**Testo da leggere:**
Solo potenziando la qualità del lavoro giovane possono svilupparsi e consolidarsi processi non rapsodici di sviluppo, innovazione e competitività. Arrestando, o almeno rallentando, la fuga dei più giovani verso l’estero sarebbe possibile dare forma a progetti di vita che, in un circolo virtuoso, potrebbe dare impulso alla natalità in picchiata e a nuove forme di socialità.

**Cosa fare:**
• a. Secondo il brano sul lavoro dei giovani, in quali campi possono svilupparsi e consolidarsi processi non rapsodici? Elencali tutti.
• b. Riporta il tratto del brano sul lavoro dei giovani che comincia con le parole "Solo potenziando la" e si ferma dopo le parole "forme di socialità.".

**Dati forniti:**

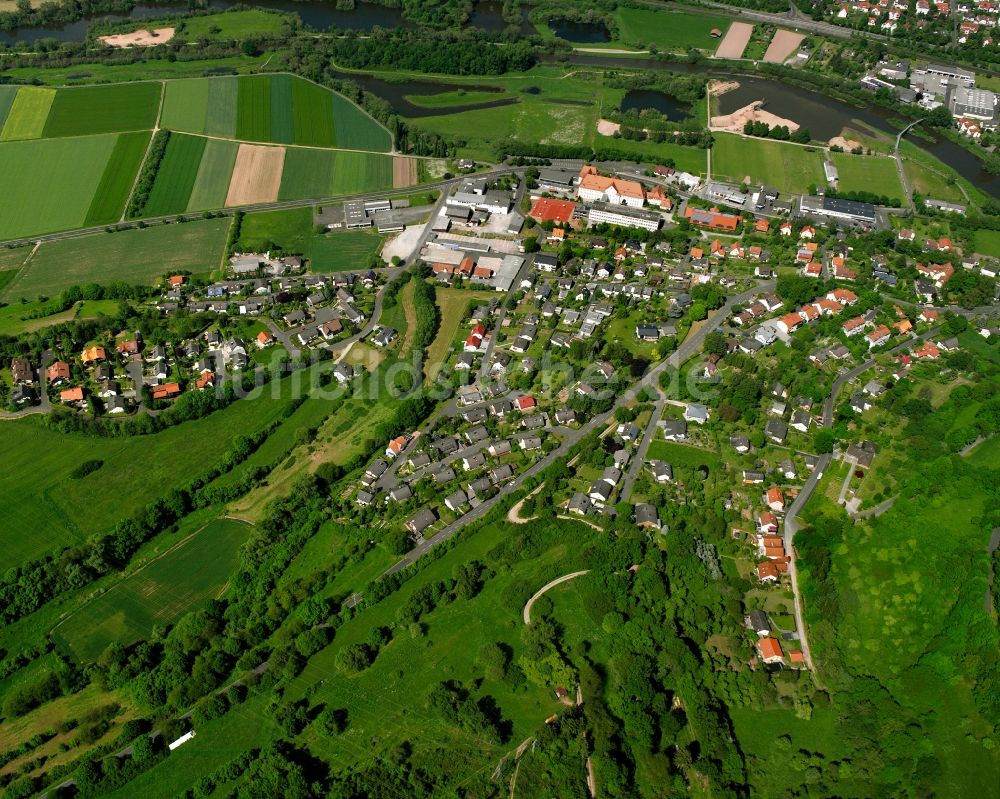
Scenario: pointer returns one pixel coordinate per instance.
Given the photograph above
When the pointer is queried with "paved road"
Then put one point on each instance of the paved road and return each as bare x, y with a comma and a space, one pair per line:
551, 584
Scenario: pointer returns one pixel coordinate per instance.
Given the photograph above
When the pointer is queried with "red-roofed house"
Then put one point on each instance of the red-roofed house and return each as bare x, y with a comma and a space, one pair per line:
770, 650
546, 209
878, 336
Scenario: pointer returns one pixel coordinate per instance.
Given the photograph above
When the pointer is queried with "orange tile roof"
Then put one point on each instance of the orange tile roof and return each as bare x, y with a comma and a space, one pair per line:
770, 648
71, 395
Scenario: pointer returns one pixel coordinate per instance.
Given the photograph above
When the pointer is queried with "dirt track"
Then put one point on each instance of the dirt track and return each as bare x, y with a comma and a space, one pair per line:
735, 41
782, 46
256, 175
139, 38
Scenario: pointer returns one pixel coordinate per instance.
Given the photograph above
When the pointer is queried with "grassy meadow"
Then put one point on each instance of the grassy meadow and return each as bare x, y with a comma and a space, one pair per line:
787, 167
867, 173
669, 30
135, 256
159, 594
280, 109
293, 230
46, 509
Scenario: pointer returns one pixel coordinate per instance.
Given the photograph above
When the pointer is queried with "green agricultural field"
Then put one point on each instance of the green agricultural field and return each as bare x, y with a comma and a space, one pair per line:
787, 167
293, 231
867, 173
313, 115
669, 30
988, 242
116, 182
253, 108
45, 510
87, 110
214, 174
239, 25
159, 594
137, 257
27, 114
49, 185
176, 176
328, 173
7, 95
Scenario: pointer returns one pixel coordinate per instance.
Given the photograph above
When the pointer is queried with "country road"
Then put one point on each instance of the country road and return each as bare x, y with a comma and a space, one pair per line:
526, 614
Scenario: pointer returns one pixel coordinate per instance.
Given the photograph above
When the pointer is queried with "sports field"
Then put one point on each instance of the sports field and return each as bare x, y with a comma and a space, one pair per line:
214, 173
325, 173
868, 173
279, 109
184, 577
669, 30
787, 167
134, 256
27, 114
50, 184
116, 182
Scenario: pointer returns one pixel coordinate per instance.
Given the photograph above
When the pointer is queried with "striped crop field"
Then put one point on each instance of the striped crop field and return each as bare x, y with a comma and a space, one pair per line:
86, 110
177, 582
312, 110
253, 109
279, 109
7, 95
214, 174
116, 182
176, 176
328, 173
27, 115
49, 185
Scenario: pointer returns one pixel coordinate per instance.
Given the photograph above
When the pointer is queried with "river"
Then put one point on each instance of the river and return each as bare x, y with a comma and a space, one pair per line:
321, 15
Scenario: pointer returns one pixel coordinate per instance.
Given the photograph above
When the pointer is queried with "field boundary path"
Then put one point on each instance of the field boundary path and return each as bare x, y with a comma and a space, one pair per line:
145, 155
551, 584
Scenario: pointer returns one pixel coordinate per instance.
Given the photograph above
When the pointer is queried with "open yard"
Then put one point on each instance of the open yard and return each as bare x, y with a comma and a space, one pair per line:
282, 109
867, 173
988, 242
49, 185
176, 176
116, 182
669, 30
159, 594
787, 167
135, 256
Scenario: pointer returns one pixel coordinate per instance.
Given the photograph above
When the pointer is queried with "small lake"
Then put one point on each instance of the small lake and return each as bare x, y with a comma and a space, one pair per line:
580, 32
824, 116
641, 99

**Risultati:**
• a. sviluppo, innovazione, competitività

• b.
Solo potenziando la qualità del lavoro giovane possono svilupparsi e consolidarsi processi non rapsodici di sviluppo, innovazione e competitività. Arrestando, o almeno rallentando, la fuga dei più giovani verso l’estero sarebbe possibile dare forma a progetti di vita che, in un circolo virtuoso, potrebbe dare impulso alla natalità in picchiata e a nuove forme di socialità.